Data shown:

■ ■ ■ ■

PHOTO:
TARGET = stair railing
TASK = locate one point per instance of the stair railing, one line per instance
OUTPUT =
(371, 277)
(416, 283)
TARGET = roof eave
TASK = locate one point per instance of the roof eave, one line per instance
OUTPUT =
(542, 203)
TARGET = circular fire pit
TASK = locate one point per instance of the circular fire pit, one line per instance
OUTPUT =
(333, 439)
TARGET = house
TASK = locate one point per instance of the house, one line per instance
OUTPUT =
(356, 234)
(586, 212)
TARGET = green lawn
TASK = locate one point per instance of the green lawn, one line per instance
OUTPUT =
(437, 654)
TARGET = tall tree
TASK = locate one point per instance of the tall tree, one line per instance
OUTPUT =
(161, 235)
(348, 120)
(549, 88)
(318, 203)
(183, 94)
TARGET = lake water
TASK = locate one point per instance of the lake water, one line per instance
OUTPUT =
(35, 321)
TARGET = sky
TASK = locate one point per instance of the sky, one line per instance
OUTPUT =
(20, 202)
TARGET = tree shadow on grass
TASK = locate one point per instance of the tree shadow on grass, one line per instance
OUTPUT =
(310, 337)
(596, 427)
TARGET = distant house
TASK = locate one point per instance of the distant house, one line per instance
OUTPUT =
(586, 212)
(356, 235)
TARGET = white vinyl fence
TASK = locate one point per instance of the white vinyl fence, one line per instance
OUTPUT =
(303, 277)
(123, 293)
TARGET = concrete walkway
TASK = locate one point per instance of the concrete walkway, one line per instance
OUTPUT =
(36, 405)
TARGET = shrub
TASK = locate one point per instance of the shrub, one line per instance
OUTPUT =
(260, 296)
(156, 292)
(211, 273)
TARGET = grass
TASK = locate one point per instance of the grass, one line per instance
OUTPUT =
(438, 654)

■ ■ ■ ■

Task instructions:
Each record is to be restated word for word.

Result of the task:
PHOTO:
TARGET = stair railing
TASK = locate one point per instance of the stair railing, one line per instance
OUTPUT =
(371, 277)
(416, 283)
TARGET = roof eave
TASK = locate one point per instance of the roof eave, one line per instance
OUTPUT =
(542, 203)
TARGET = circular fire pit
TASK = locate one point per instance of the circular fire pit, one line per instance
OUTPUT =
(333, 439)
TARGET = house
TASK = locate one point per instance of the house, one line per instance
OUTPUT =
(356, 234)
(586, 212)
TARGET = green lawn
TASK = locate one point per instance of the green lawn, one line per instance
OUTPUT =
(437, 654)
TARGET = tall tree
TASK = locate one point per instance of the tall tree, one line per instance
OUTPUT =
(161, 235)
(348, 120)
(549, 88)
(318, 203)
(183, 94)
TARGET = lake water
TASK = locate one point per instance of the lake water, one line per instance
OUTPUT =
(35, 321)
TARGET = sky
TASK = locate one point per instance of the sky, one line per instance
OUTPUT =
(20, 202)
TARGET = tree shadow on grass
TASK = locate one point per instance of the tree shadow on grass, one line per instance
OUTPUT =
(310, 337)
(596, 427)
TARGET = distant house
TASK = locate one point per instance of the distant house, one line per instance
OUTPUT =
(586, 212)
(356, 235)
TARGET = white vinyl fence
TASK = locate one point per instance of the white vinyl fence, one line per instance
OUTPUT =
(303, 277)
(123, 293)
TARGET = concrete walkway
TASK = locate one point per instance of the concrete walkway, one line per instance
OUTPUT =
(36, 405)
TARGET = shrub
TASK = locate one point per instance of the shrub, one line per instance
OUTPUT =
(260, 296)
(156, 292)
(211, 273)
TARGET = grass
TASK = locate one point per instance of the grass, one line per instance
OUTPUT =
(438, 654)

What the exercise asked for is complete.